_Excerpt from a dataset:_
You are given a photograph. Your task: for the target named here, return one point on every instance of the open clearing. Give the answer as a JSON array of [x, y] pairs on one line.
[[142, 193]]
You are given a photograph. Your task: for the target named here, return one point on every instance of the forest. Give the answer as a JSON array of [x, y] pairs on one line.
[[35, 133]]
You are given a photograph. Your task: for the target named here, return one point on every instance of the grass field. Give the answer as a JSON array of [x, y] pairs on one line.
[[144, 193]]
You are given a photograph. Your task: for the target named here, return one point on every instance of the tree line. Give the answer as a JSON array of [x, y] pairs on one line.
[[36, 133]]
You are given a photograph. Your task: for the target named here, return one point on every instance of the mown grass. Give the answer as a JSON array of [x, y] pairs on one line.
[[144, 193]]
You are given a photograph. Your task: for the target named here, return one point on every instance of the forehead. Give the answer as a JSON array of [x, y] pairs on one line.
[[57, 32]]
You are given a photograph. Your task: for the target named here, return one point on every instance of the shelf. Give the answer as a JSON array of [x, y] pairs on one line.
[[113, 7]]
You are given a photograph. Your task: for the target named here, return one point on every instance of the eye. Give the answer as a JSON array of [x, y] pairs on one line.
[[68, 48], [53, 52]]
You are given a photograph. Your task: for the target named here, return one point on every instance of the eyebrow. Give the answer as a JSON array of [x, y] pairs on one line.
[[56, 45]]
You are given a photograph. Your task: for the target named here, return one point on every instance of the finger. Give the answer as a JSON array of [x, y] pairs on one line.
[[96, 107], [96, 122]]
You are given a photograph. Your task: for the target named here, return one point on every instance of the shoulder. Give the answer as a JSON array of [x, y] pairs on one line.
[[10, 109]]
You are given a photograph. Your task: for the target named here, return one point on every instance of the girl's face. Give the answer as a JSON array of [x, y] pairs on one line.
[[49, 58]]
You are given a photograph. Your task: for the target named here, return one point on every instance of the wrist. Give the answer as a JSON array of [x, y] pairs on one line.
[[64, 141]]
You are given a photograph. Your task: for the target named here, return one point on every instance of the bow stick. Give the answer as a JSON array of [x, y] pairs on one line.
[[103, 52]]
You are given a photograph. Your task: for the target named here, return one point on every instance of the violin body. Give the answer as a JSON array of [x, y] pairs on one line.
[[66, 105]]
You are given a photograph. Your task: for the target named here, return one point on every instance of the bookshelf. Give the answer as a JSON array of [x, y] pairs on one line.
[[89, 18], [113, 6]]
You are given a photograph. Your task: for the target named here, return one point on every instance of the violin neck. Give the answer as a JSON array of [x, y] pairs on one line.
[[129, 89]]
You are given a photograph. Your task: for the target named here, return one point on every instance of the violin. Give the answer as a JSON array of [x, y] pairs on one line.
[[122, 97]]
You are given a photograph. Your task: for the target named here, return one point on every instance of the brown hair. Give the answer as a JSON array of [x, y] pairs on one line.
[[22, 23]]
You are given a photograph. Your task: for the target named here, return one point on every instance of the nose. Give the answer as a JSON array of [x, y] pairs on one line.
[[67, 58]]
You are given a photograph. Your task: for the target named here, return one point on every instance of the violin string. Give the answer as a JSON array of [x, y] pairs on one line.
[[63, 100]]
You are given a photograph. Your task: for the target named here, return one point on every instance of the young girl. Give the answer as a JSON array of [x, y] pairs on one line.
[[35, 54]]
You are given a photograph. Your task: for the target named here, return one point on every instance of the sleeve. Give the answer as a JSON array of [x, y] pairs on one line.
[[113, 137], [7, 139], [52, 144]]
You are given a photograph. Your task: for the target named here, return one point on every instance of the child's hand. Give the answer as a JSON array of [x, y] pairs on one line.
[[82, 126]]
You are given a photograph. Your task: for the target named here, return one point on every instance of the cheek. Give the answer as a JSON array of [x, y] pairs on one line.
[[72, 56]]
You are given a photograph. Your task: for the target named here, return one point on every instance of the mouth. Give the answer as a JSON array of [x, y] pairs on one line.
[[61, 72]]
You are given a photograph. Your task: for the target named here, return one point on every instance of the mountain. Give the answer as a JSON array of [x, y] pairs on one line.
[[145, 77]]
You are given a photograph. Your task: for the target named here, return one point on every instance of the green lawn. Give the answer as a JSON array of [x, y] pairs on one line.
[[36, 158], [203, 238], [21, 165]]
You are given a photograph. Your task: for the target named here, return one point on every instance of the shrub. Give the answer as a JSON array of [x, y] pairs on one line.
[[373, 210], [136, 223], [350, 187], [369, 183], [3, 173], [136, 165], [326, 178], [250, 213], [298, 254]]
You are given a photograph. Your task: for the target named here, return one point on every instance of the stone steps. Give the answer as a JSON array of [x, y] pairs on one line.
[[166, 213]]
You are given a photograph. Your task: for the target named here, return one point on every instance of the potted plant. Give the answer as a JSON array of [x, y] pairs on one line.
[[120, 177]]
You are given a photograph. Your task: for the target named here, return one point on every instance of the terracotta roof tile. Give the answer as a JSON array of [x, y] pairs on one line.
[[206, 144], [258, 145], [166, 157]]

_Task statement:_ Write out the lines above, starting at the line that contains "of the cheek." and ending with the final line, and nothing else; copy them exactly.

_Finished exercise:_
You are given a photograph. Your task: for the target named here, return one point on every instance of the cheek. Give the answer as a JSON array of [x, y] pairs on one line.
[[72, 56]]
You are given a photograph. Your task: for the target named here, return one point on every instance of the mouth. Give the answer as a JSON array of [x, y] pairs on one line.
[[61, 72]]
You are given a photograph. Your task: for the target named here, return one point on every instance of the mountain. Give the answer as a JSON array of [x, y] pairs on one line.
[[145, 77]]
You are given a photograph. Your task: for the target named here, return one point on every instance of the green lawn. Give the answer as a JSON array of [x, y] pairs on one line.
[[36, 158], [203, 238], [21, 165]]
You are given a photograph. Your task: for the target named here, return one point on every instance of the shrub. Give the answer as a JSON array of [x, y] pairs on one line.
[[373, 210], [136, 223], [350, 187], [369, 183], [3, 173], [136, 165], [326, 178], [250, 213], [298, 254]]
You are given a photograph. Your task: for the target named here, return one point on every instance of the stone steps. Give the answer as a JSON array of [x, y] pairs on one line.
[[166, 213]]
You are given a photograph. Your task: for the target named here, return one point on every instance of the potted plant. Give the answer as a JSON array of [x, y] pairs on one line.
[[120, 177]]
You are given a photograph. Your task: for the target named here, return one point on every instance of the terracotta roof tile. Give the answer as a JSON array of [x, y] pairs on one line.
[[206, 144], [258, 145], [166, 157]]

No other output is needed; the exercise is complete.